* Text segment *
━━━━━━━━

Many people think life without the welfare state would be chaos. In their minds, nobody would help support the less fortunate, and there would be riots in the streets. Little do they know that people found innovative ways of supporting each other before the welfare state existed. One of the most important of these ways was the mutual-aid society.
Mutual aid, also known as fraternalism, refers to social organizations that gathered dues and paid benefits to members facing hardship. According to David Beito in From Mutual Aid to the Welfare State, there was a “great stigma” attached to accepting government aid or private charity during the late 18th and early 19th centuries.1 Mutual aid, on the other hand, did not carry the same stigma. It was based on reciprocity: today’s mutual-aid recipient could be tomorrow’s donor, and vice versa.
Mutual aid was particularly popular among the poor and the working class. For instance, in New York City in 1909 40 percent of families earning less than $1,000 a year, little more than the “living wage,” had members who were in mutual-aid societies.2 Ethnicity, however, was an even greater predictor of mutual-aid membership than income. The “new immigrants,” such as the Germans, Bohemians, and Russians, many of whom were Jews, participated in mutual-aid societies at approximately twice the rate of native whites and six times the rate of the Irish.3 This may have been due to new immigrants’ need for an enhanced social safety net.

━━━━━━━━

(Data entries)
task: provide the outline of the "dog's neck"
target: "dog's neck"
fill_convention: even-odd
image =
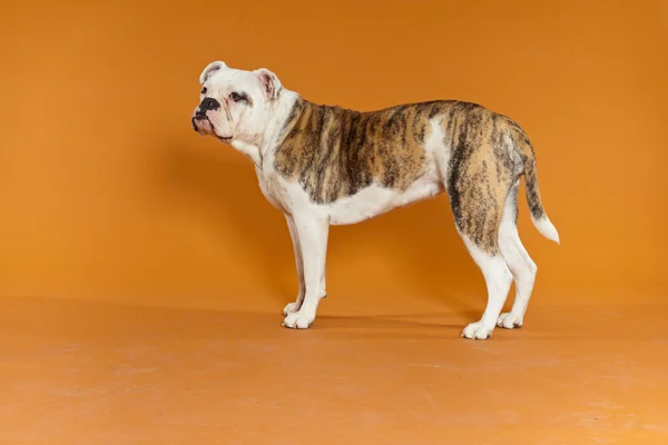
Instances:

━━━━━━━━

* Set of tasks *
a: Name every immigrant group that the passage on mutual aid lists as an example of the "new immigrants."
b: In the passage on mutual aid, substitute "indicator" for "predictor" and write out the portion from "Mutual aid was" to "social safety net.".
c: Using the passage on mutual aid, state whether each of the following statements agrees with it: (i) Mutual aid is also referred to as fraternalism. (ii) Income was a stronger predictor of mutual-aid membership than ethnicity. (iii) The "new immigrants" took part in mutual-aid societies at roughly three times the rate of native whites.

* Solution set *
a: Germans, Bohemians, Russians

b:
Mutual aid was particularly popular among the poor and the working class. For instance, in New York City in 1909 40 percent of families earning less than $1,000 a year, little more than the “living wage,” had members who were in mutual-aid societies.2 Ethnicity, however, was an even greater indicator of mutual-aid membership than income. The “new immigrants,” such as the Germans, Bohemians, and Russians, many of whom were Jews, participated in mutual-aid societies at approximately twice the rate of native whites and six times the rate of the Irish.3 This may have been due to new immigrants’ need for an enhanced social safety net.

c:
(i) Yes: "Mutual aid, also known as fraternalism"
(ii) No: "Ethnicity, however, was an even greater predictor of mutual-aid membership than income."
(iii) No: "at approximately twice the rate of native whites"